TASK ITEM ->
What is needed is an exact copy of the lines in the listing below, from the one with "Target: rectangular window" up to and including the one with "The service SHOULD locate every instance of the white plaster", with no other lines.

-----

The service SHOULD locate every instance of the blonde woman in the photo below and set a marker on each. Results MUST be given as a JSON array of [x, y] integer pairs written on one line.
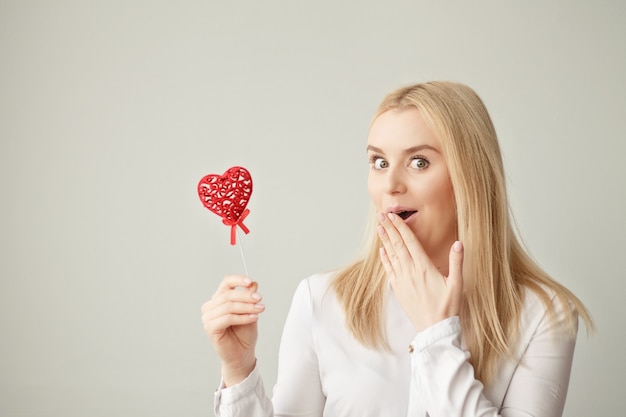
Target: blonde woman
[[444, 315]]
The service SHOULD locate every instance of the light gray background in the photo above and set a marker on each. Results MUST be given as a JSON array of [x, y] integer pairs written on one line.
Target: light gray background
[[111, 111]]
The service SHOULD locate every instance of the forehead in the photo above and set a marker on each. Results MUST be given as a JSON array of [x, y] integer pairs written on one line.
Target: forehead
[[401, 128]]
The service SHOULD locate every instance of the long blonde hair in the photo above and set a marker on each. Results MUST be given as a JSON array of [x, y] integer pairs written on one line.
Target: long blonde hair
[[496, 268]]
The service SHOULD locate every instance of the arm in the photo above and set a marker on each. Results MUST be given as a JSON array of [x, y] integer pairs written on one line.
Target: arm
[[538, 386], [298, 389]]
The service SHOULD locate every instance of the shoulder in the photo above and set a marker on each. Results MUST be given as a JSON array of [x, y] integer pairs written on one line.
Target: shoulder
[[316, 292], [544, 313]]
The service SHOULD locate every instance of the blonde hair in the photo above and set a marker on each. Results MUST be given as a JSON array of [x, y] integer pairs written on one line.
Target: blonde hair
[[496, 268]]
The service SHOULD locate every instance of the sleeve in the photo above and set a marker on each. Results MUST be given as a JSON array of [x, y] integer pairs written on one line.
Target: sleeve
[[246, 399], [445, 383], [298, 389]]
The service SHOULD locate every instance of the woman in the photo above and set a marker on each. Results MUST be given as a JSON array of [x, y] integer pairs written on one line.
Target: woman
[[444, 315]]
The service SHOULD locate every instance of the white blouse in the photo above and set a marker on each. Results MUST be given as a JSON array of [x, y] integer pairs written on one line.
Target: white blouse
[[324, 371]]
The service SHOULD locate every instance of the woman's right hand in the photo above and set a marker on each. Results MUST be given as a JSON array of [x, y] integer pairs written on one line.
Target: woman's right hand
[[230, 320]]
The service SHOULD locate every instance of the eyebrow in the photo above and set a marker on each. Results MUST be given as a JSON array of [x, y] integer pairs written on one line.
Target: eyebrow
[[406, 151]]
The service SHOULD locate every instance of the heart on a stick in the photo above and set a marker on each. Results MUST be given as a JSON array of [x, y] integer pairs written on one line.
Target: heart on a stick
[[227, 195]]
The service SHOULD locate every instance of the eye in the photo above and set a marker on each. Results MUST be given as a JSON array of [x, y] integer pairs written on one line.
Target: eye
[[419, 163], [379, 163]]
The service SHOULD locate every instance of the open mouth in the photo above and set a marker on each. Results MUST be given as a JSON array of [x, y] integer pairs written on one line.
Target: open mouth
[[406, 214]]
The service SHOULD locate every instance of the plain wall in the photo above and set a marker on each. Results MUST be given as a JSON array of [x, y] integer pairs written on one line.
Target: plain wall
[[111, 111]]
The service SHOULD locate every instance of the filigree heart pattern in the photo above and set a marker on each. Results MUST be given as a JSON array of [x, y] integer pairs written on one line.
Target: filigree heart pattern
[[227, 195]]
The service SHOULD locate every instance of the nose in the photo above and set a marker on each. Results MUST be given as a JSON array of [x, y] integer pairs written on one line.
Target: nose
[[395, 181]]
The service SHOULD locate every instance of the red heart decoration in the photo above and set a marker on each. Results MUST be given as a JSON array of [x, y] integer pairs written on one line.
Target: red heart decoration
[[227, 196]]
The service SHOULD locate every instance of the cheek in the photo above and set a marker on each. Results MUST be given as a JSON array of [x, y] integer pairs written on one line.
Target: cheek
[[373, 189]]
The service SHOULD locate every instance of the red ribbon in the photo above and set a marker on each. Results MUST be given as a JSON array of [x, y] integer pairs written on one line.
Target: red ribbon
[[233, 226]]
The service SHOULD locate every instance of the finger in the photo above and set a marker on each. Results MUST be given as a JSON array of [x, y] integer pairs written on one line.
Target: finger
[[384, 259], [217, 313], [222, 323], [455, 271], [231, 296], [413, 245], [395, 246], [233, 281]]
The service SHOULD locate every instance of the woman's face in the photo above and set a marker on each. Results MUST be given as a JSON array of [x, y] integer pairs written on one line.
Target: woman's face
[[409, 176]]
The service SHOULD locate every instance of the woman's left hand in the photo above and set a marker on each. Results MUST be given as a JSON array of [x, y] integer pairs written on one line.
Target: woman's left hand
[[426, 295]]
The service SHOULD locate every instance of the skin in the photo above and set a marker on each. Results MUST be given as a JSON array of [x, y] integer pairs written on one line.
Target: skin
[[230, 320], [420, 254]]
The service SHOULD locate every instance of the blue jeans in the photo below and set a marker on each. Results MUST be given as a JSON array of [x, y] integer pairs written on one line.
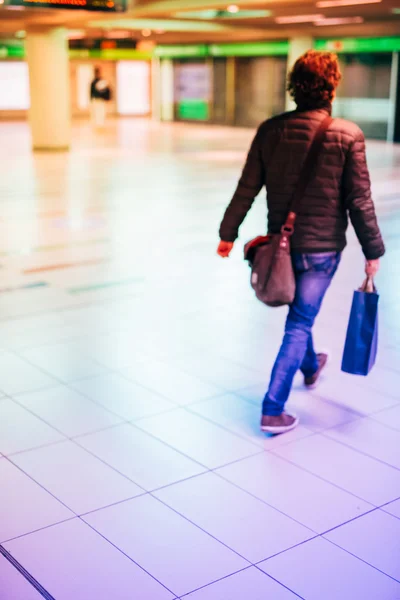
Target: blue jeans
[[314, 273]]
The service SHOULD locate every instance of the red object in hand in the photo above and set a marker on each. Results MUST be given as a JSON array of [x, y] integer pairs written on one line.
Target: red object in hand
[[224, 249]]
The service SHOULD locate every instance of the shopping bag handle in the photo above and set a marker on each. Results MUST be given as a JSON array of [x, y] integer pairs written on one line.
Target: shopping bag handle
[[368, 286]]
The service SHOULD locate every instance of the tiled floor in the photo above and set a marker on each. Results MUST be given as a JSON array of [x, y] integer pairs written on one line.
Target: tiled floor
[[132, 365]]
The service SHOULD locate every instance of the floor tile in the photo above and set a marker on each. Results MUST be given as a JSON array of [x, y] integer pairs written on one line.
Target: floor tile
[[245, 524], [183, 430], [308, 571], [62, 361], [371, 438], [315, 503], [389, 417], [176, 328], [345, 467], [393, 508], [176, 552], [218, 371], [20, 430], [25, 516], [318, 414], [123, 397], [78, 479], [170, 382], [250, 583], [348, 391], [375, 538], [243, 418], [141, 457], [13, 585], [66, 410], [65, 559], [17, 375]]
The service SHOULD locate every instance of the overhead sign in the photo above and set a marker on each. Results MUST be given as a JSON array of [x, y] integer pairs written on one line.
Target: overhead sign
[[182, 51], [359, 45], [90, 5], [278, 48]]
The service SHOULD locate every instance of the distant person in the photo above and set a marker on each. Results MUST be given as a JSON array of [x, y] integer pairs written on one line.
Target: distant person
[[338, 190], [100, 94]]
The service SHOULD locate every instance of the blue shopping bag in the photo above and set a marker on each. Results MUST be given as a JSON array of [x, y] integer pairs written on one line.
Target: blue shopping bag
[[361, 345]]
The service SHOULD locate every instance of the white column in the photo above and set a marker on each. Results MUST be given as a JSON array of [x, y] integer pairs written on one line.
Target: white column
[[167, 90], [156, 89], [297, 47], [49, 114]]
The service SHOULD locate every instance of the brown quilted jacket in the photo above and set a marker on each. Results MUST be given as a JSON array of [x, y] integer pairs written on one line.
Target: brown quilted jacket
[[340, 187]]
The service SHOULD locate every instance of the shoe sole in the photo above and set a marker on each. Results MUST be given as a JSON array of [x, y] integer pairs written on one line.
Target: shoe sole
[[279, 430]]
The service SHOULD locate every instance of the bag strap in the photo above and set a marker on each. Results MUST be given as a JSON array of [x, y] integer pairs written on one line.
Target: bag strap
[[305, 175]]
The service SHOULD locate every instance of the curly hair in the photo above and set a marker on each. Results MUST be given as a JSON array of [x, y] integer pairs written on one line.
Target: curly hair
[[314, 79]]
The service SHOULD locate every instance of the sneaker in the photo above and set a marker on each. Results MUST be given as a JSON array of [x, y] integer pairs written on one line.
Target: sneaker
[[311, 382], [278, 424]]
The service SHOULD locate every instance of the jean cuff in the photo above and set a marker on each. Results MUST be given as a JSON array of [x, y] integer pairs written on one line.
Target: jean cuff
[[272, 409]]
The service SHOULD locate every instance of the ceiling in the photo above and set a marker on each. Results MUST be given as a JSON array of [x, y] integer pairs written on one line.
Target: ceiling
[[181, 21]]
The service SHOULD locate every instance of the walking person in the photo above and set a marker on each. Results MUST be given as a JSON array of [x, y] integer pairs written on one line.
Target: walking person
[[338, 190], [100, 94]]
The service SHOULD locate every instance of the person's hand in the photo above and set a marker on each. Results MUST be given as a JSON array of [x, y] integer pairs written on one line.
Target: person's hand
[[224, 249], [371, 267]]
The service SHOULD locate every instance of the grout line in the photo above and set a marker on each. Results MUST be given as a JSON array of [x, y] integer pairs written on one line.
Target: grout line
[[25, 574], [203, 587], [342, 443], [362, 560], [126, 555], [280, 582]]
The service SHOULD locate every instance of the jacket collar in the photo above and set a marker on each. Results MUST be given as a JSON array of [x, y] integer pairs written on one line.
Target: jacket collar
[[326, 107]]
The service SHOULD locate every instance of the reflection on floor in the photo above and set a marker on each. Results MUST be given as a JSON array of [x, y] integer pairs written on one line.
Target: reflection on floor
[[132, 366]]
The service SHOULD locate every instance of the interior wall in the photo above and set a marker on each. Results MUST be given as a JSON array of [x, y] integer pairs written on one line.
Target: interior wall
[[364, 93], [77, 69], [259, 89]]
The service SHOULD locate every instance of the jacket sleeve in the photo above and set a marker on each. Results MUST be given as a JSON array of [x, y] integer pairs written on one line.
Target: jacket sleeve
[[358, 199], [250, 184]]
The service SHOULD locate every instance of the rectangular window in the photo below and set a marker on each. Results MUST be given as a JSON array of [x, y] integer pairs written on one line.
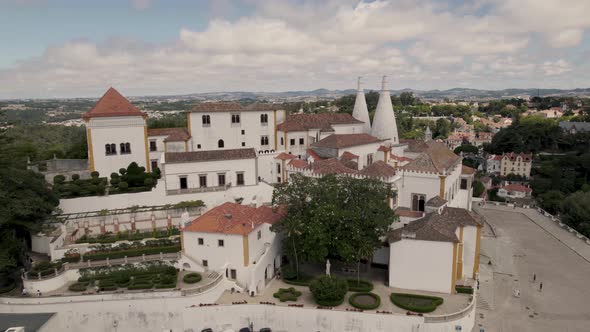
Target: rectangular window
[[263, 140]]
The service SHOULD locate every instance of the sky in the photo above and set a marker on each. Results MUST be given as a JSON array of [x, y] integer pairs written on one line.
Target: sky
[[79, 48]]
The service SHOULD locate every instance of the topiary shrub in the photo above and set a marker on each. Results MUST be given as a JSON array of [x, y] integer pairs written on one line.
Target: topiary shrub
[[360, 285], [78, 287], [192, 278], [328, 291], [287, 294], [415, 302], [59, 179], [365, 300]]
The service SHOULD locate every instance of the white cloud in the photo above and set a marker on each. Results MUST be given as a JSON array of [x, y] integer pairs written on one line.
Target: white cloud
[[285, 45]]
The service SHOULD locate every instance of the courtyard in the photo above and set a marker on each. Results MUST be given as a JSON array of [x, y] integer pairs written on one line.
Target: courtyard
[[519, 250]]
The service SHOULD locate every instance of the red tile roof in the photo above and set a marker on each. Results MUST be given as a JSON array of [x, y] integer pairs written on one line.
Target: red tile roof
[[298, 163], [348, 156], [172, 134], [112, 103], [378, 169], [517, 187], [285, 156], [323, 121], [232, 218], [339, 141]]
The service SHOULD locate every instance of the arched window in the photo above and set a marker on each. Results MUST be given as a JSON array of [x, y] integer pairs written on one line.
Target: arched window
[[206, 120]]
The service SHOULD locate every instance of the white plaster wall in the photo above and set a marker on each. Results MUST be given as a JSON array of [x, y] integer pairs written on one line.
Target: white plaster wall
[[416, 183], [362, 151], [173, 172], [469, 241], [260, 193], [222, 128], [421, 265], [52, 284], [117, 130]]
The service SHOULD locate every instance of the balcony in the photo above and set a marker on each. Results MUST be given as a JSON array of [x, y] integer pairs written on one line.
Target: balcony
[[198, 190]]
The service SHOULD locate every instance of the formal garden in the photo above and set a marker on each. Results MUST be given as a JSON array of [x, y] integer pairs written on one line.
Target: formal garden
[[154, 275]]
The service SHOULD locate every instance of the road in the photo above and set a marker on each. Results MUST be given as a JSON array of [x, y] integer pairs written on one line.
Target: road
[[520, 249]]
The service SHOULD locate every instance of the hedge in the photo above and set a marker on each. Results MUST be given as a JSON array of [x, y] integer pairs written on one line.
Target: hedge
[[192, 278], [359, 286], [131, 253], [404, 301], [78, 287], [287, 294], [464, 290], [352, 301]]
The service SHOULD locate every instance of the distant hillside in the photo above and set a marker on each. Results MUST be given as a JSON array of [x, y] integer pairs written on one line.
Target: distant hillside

-----

ANSWER TO THE PROBLEM ->
Target: rectangular window
[[263, 140]]
The service SHOULD locate every instance of the sky in the photo above and set a marker on each. Results MUST be given as a JSON array of [x, y] integer pairs written on one line.
Target: sky
[[79, 48]]
The service SHOULD locate every instance of the topiary shrub in the photo above and set a marker on each. Results MUST be given as a JSON array of [x, y] integer pairs written on one line.
Target: topiary shrub
[[360, 285], [78, 287], [192, 278], [328, 291], [287, 294], [415, 302], [59, 179], [365, 300]]
The service SHOULD locate every instance of the white cloud in the photo above and set a marker on each. Results MUST be given as a JSON array of [x, y] integer pairs written on one line.
Target: white cloud
[[285, 45]]
The service SHOULD locate every instance of the courtyard in the photo above and set a marker on each. Results MUST be given as a JSON array of [x, y] integer pairs written on one line.
Target: courtyard
[[519, 250]]
The service SHOULD locate every instance of the red tile roof in the photo above and set a marker on each. Results MUST be given as a JSON array of [x, y] integer pairs written on one line.
Target: red tile roof
[[298, 163], [348, 156], [172, 134], [112, 103], [378, 169], [517, 187], [285, 156], [323, 121], [232, 218], [339, 141]]
The service SHOULD locate every instance of the arched window in the photo above and set a marker on each. Results MUST be given as a JSON array of [x, y] integer pairs written on one line.
Target: arched window
[[206, 120]]
The service SHOULD locate every instance of the white plaster wall in the photo above and set a marker on each. Results MUST be given as a JSON array of [x, y] integer pairs written on one line.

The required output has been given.